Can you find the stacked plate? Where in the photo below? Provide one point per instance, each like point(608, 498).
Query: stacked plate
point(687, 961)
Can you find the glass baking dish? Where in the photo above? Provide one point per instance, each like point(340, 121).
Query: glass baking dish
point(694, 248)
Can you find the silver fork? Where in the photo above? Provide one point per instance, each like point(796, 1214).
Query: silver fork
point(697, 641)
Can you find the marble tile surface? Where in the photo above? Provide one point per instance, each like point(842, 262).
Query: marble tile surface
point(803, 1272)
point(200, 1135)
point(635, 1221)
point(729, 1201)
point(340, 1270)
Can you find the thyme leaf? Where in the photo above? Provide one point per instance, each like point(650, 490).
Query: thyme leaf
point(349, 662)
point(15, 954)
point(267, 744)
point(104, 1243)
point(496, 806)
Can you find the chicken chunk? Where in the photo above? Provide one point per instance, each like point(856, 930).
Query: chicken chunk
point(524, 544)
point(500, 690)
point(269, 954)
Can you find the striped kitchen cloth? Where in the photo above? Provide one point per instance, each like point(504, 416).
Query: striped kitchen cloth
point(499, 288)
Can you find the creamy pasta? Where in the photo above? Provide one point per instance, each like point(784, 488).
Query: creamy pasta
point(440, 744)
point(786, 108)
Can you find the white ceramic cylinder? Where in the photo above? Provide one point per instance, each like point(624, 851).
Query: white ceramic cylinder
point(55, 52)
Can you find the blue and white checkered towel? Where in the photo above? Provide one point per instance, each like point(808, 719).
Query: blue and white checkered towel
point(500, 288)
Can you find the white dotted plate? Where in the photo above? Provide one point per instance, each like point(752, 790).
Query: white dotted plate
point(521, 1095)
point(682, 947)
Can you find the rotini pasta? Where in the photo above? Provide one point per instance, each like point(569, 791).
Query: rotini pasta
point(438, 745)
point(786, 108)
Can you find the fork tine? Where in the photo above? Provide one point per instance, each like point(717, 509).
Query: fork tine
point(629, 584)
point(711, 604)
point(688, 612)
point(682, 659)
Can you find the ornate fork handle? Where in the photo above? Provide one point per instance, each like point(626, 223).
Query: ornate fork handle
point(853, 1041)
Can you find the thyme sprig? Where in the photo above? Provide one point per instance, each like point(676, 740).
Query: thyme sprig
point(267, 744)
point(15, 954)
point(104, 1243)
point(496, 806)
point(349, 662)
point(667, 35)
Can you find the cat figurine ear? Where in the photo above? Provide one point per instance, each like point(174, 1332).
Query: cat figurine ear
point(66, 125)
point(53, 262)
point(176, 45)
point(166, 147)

----

*How to complete this task*
Retype the whole listing above exactly as it appears.

*Your response*
Can you find the stacked plate? Where in the photo below? Provide one point per instance, each like point(608, 498).
Query: stacked plate
point(687, 961)
Can you find the glass baking dish? Where in the photo above? Provide one point per instance, each like point(340, 121).
Query: glass baking dish
point(694, 248)
Can you find the silver fork? Where in the photo above? Provide one point per instance, each like point(796, 1214).
Query: silver fork
point(697, 641)
Can you find the marble tile surface? Where in the photo above? Provide one point per instance, each like point(842, 262).
Query: marble tile surface
point(803, 1272)
point(200, 1135)
point(635, 1221)
point(729, 1201)
point(340, 1270)
Can you find the thyme leaf? Where in the photo above? Provide one point per instance, each like point(650, 490).
Query: thyme leaf
point(349, 662)
point(15, 954)
point(267, 744)
point(104, 1243)
point(496, 806)
Can you find the chicken chunk? Where in the photo above? Provide one point per instance, each like point(856, 930).
Query: chicken chunk
point(524, 544)
point(500, 690)
point(269, 954)
Can you find the striped kitchen cloth? Where in the photo above? Provide one point per instance, each like point(504, 416).
Query: striped kitchen cloth
point(499, 288)
Can you find the creamy pasta? Where in the photo above? Provide one point per instance, each like point(784, 488).
Query: creamy pasta
point(440, 744)
point(786, 108)
Can you find the white ceramic cylinder? Where in the photo above? Provide one point per instance, each like point(624, 851).
Query: white ceramic cylinder
point(55, 52)
Can you find the blue and white checkered towel? Where in the photo above? Provide one point per instance, each like point(808, 719).
Query: blue and white checkered towel
point(500, 288)
Can you find the white dotted plate? Where in the photo above? Provide one point per instance, each like point(752, 790).
Query: white dotted plate
point(521, 1095)
point(682, 947)
Can you find the rotini pasta? Where in the photo above? Provide one point per instance, each like point(569, 791).
Query: rotini pasta
point(438, 745)
point(786, 108)
Can you find the fork tine? Where in the photo above? Provide one point per instance, each like point(717, 509).
Query: fork tine
point(629, 584)
point(711, 604)
point(688, 612)
point(682, 659)
Can you find the ornate fork handle? Where in the photo above? Provide one point per instance, each like point(626, 223).
Query: ornate fork handle
point(853, 1041)
Can you find the thyme sprig? Where in the photo above? Provide one point per instance, each like point(676, 740).
Query: thyme sprig
point(267, 744)
point(15, 954)
point(104, 1243)
point(496, 806)
point(349, 662)
point(667, 35)
Can you find the cat figurine ear? Where in the photo above? Provide one point per instance, each like point(174, 1332).
Query: cat figurine ear
point(66, 125)
point(53, 262)
point(176, 45)
point(166, 147)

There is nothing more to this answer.